▶ [Goal]: Could you duplicate every one of the entries below, character for character and without any changes?

[Lines of data]
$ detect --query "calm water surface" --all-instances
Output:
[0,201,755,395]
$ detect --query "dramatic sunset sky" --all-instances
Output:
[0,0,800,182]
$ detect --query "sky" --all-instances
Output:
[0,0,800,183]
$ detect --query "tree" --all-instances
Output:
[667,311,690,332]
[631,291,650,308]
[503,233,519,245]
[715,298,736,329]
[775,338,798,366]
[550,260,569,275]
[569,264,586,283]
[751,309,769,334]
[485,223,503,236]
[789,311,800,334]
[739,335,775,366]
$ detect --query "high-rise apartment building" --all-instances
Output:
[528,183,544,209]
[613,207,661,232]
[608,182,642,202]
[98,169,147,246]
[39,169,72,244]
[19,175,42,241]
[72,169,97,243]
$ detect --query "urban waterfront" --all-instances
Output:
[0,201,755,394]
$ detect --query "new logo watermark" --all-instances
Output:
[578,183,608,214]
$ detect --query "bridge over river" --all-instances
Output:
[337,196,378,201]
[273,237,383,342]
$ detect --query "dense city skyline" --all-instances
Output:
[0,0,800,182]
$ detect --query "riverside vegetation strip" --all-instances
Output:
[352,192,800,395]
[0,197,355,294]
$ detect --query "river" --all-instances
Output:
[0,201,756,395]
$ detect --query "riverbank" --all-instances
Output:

▶ [Solution]:
$ detect --query "calm water surface" --all-instances
Output:
[0,201,755,395]
$ detect --query "dramatic sunset sky" --all-instances
Output:
[0,0,800,182]
$ detect --query "sky" --all-instances
Output:
[0,0,800,183]
$ detect --query "tree" --all-instances
Output:
[667,311,690,332]
[631,291,650,308]
[503,233,519,245]
[715,298,736,329]
[775,338,798,366]
[550,260,569,275]
[569,264,586,283]
[751,309,769,334]
[485,223,503,236]
[789,311,800,334]
[739,335,775,366]
$ detect --query "high-rise apartment building" --all-instances
Output:
[528,183,544,209]
[613,207,661,232]
[608,182,642,202]
[98,169,147,246]
[39,169,72,244]
[19,175,42,241]
[72,169,97,243]
$ detect --query "urban waterfront" --all-instances
Output:
[0,201,755,394]
$ detect --query "new logo watermark" --all-instances
Output:
[578,183,608,214]
$ detect --query "bridge over river" --all-instances
Output:
[337,196,378,201]
[273,237,383,342]
$ detect --query "dense city skyline" --all-instances
Output:
[0,0,800,182]
$ detect --query "riverside vegetation strip" --all-instances
Output:
[352,192,800,395]
[0,197,355,294]
$ detect --query "river" --all-instances
Output:
[0,201,756,395]
$ detect --query "riverbank" --all-instances
Output:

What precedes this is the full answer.